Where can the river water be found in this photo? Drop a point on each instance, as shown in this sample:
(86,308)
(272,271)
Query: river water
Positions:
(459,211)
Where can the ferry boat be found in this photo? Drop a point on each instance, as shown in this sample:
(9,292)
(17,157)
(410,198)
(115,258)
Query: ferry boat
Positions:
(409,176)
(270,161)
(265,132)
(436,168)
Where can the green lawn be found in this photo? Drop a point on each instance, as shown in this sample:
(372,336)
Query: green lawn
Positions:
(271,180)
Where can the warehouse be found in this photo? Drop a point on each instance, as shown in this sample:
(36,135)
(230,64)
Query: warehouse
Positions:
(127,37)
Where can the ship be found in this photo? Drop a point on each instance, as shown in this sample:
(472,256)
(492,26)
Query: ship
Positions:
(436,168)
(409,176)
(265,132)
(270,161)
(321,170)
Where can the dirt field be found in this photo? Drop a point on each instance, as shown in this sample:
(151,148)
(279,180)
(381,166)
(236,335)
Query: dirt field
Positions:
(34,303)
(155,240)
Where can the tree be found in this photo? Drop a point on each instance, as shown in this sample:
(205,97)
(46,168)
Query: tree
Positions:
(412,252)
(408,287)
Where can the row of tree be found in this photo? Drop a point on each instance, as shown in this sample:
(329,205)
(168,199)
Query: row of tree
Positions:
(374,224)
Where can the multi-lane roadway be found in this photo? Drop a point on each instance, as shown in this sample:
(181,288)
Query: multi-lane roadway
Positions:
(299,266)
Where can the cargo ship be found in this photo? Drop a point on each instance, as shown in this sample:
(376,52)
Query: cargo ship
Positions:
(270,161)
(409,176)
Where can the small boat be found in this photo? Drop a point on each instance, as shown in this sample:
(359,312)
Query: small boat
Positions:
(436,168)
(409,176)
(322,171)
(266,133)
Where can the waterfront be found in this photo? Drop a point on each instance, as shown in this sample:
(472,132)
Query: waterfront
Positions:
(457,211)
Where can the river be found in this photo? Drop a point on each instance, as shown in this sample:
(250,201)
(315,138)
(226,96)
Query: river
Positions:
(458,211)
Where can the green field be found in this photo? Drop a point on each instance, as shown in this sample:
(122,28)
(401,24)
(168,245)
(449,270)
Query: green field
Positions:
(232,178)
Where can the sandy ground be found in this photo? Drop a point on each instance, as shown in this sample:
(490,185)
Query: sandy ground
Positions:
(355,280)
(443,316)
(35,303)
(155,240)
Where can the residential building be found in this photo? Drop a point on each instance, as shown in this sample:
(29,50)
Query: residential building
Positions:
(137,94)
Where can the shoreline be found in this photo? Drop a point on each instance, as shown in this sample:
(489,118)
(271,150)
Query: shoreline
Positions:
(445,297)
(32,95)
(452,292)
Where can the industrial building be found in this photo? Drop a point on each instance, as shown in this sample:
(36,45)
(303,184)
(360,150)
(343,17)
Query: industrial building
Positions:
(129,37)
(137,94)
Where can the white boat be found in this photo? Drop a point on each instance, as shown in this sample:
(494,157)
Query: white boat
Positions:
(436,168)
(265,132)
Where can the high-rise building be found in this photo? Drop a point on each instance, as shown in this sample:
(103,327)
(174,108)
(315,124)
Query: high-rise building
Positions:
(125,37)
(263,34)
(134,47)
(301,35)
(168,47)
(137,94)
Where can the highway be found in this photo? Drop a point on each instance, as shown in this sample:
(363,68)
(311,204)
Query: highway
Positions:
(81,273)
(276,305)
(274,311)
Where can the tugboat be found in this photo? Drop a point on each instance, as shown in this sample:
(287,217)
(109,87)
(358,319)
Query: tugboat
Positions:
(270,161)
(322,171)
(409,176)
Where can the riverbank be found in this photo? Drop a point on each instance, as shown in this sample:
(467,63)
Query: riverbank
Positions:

=-=-=

• [OBJECTIVE] Can you write out each of the entries above again, word for word?

• [THE OUTPUT]
Where can the river water be found in this photo? Drop a point on each instance, as shown in this sample:
(86,308)
(272,271)
Query: river water
Positions:
(459,211)
Where can the ferry boat be found in this photo? Drop a point on each instance, as shown in this sample:
(9,292)
(17,157)
(410,198)
(115,258)
Query: ferry boat
Positions:
(409,176)
(270,161)
(265,132)
(436,168)
Where can the green lawn be found in this photo? Drop a point on each instance, as shown in this sample:
(372,336)
Query: green lawn
Positions:
(271,180)
Where can the warehouse be found in this photo? Drop a point on each instance, as shown in this sample:
(36,135)
(230,64)
Query: warehouse
Positions:
(127,37)
Where can the ship be found in this photo? Drop a point on each instance, as shown in this sample:
(472,256)
(492,26)
Query: ship
Positions:
(436,168)
(409,176)
(265,132)
(270,161)
(321,170)
Where can the dirt field be found in this photo? Drop a point on each instance, as shown in this sample:
(151,148)
(279,180)
(381,166)
(236,335)
Query: dirt field
Positions:
(34,303)
(155,240)
Where can the tree be found in this photo? Drop a point on each instance, as shown in this sample:
(205,97)
(46,168)
Query: tree
Positions:
(412,252)
(408,287)
Where can the row of tree be found in this photo? Drop a point on each instance, as shown in this sample:
(329,205)
(168,199)
Query: row of tree
Positions:
(374,224)
Where can the multi-lane roadway be found in this photo? Drop a point on each instance, as shown in this sample:
(181,288)
Query: multi-lane roadway
Positions:
(299,266)
Where can the cargo ship be found in this photo? Drop a point on each instance, as shown in this sample:
(376,52)
Query: cargo ship
Positions:
(270,161)
(409,176)
Where can the small boat be found in this photo? Drop a point on each instance, as shown in this sample:
(359,312)
Query: small boat
Positions:
(436,168)
(409,176)
(322,171)
(266,133)
Where can the waterfront be found in this photo? Drop a point on each instance, as shown in this sample:
(472,132)
Query: waterfront
Positions:
(457,211)
Where can the river be found in this photo? Drop a point on each instance, as shown in this sample:
(250,201)
(315,138)
(226,96)
Query: river
Positions:
(458,211)
Where can the green field be found in this photo? Drop a point on each instance, as shown in this sample:
(122,28)
(401,24)
(168,245)
(449,270)
Query: green field
Positions:
(232,178)
Where can the sandy ground be found in this photo? Drop a point on each instance, as shown in this sample:
(490,185)
Query: sandy ground
Positions:
(355,280)
(443,316)
(35,303)
(155,240)
Where can the residential building be found in this photo? Drop a point on each instance, as shown in this sample:
(29,50)
Query: residential building
Positions:
(137,94)
Where can the shoreline be found in this photo? Drop a point on each instance, as shown in this sample:
(489,118)
(271,150)
Query: shoreline
Positions:
(445,297)
(32,95)
(452,292)
Where can the industrial building be found in this photo? Drop a point on each instance, as shown in this sample:
(36,45)
(303,184)
(360,150)
(343,17)
Query: industrial building
Positions:
(129,37)
(137,94)
Where can the white boat be found in this photo? Drop a point on each instance, as shown in this sample:
(494,157)
Query: white boat
Positions:
(436,168)
(265,132)
Where can the high-rise building be found in this photo? Drop a point on each instance, as shown in this sample:
(103,327)
(174,108)
(315,124)
Query: high-rise building
Positions:
(125,37)
(263,34)
(134,47)
(301,35)
(168,47)
(137,94)
Where can the highway be found in this photo? Drop a point on each instance, as shown in this sample:
(363,68)
(311,204)
Query: highway
Positions:
(81,273)
(276,305)
(274,311)
Where can the tugboat be found in this photo? Drop a point on each instance, as shown in this sample:
(287,217)
(109,87)
(358,319)
Query: tugboat
Positions:
(270,161)
(322,171)
(409,176)
Where can the riverbank be found in this photo? Drop a point on each instance, as shown in this sample:
(467,63)
Query: riverbank
Positions:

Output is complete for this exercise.